Przytoczony fragment:
# # #

Najbardziej podoba mi się zwrot „mienie ludu”. Mienie ludu zostanie zabrane i zwrócone poprzednim właścicielom i to właśnie nie daje autorowi spać w tę mroźną i straszliwą noc.
Mamy więc trzech pisarzy: pederastę-romantyka, pederastę-republikanina, oraz dwóch pederastów z Alzacji, którzy piszą książki wspólnie. I to jest właśnie klasyka powieści obyczajowej i historycznej, z którą postanowiło nas zapoznać wydawnictwo „Hachette”.

# # #

Wymienione rekordy:
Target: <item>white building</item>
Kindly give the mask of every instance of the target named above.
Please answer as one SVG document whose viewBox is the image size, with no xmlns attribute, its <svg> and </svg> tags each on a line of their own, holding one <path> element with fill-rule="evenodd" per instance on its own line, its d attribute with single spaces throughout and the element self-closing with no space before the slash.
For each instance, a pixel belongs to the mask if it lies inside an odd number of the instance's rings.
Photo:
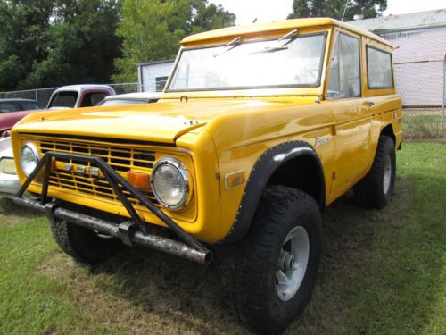
<svg viewBox="0 0 446 335">
<path fill-rule="evenodd" d="M 393 53 L 398 93 L 407 107 L 440 107 L 446 56 L 446 9 L 349 22 L 399 48 Z"/>
</svg>

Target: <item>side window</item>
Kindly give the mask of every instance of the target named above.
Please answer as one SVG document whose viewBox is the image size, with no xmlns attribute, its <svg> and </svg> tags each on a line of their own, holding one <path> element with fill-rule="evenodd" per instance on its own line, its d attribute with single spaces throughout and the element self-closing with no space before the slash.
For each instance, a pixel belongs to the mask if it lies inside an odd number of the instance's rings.
<svg viewBox="0 0 446 335">
<path fill-rule="evenodd" d="M 167 76 L 155 78 L 156 91 L 157 92 L 162 92 L 162 90 L 164 89 L 164 86 L 166 86 L 167 79 L 168 79 Z"/>
<path fill-rule="evenodd" d="M 392 54 L 367 46 L 368 88 L 393 88 Z"/>
<path fill-rule="evenodd" d="M 92 107 L 94 105 L 96 105 L 101 101 L 103 101 L 105 96 L 107 96 L 103 92 L 87 93 L 84 96 L 84 99 L 80 103 L 80 107 Z"/>
<path fill-rule="evenodd" d="M 78 99 L 78 92 L 62 91 L 57 93 L 49 105 L 51 107 L 68 107 L 74 108 L 76 100 Z"/>
<path fill-rule="evenodd" d="M 16 112 L 16 111 L 20 111 L 20 109 L 17 108 L 17 105 L 15 105 L 12 103 L 0 104 L 0 113 L 10 113 L 10 112 Z"/>
<path fill-rule="evenodd" d="M 359 40 L 339 34 L 333 50 L 328 99 L 361 96 Z"/>
</svg>

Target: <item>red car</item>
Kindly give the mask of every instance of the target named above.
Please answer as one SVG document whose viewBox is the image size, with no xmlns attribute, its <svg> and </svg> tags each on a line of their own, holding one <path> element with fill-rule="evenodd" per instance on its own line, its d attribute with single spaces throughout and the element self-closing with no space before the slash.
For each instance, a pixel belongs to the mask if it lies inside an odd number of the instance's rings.
<svg viewBox="0 0 446 335">
<path fill-rule="evenodd" d="M 26 115 L 45 106 L 36 100 L 0 99 L 0 137 L 9 136 L 9 130 Z"/>
</svg>

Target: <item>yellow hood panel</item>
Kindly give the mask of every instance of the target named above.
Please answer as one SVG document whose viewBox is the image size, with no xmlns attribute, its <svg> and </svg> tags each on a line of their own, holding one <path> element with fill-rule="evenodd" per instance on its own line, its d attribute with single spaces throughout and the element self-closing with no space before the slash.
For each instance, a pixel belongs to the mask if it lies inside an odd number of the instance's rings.
<svg viewBox="0 0 446 335">
<path fill-rule="evenodd" d="M 219 116 L 264 111 L 267 105 L 274 108 L 277 105 L 283 105 L 283 101 L 212 99 L 78 108 L 32 113 L 14 129 L 20 132 L 174 143 L 181 135 Z"/>
</svg>

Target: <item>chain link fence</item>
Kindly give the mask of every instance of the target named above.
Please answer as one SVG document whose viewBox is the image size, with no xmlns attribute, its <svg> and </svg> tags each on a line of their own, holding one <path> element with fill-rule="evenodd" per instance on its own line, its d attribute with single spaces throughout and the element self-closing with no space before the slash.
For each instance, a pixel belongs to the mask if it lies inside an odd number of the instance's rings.
<svg viewBox="0 0 446 335">
<path fill-rule="evenodd" d="M 116 94 L 138 92 L 140 86 L 137 82 L 124 82 L 118 84 L 104 84 L 111 86 Z M 59 88 L 47 88 L 37 89 L 26 89 L 21 91 L 0 92 L 0 98 L 21 98 L 34 99 L 46 105 L 50 100 L 51 95 Z"/>
<path fill-rule="evenodd" d="M 445 136 L 446 56 L 394 65 L 397 89 L 403 102 L 404 137 Z"/>
</svg>

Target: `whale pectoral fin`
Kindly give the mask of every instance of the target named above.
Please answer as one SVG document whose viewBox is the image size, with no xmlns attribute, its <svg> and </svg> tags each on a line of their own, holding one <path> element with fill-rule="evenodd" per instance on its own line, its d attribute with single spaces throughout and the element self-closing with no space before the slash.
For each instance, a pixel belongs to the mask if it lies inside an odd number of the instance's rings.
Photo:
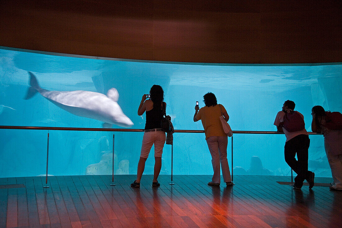
<svg viewBox="0 0 342 228">
<path fill-rule="evenodd" d="M 117 102 L 119 100 L 119 93 L 118 90 L 115 88 L 111 88 L 108 90 L 107 92 L 107 97 L 113 100 L 114 101 Z"/>
<path fill-rule="evenodd" d="M 113 124 L 108 123 L 104 123 L 102 124 L 102 127 L 104 128 L 111 128 L 113 126 Z"/>
<path fill-rule="evenodd" d="M 27 90 L 27 93 L 26 94 L 26 97 L 24 98 L 24 100 L 28 100 L 32 98 L 35 96 L 37 92 L 37 90 L 33 87 L 29 87 Z"/>
</svg>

# # #

Zadanie do wykonania: Które wydawnictwo według przytoczonego fragmentu postanowiło zapoznać czytelników z klasyką powieści obyczajowej i historycznej?

Wynik zadania: Wydawnictwo „Hachette”.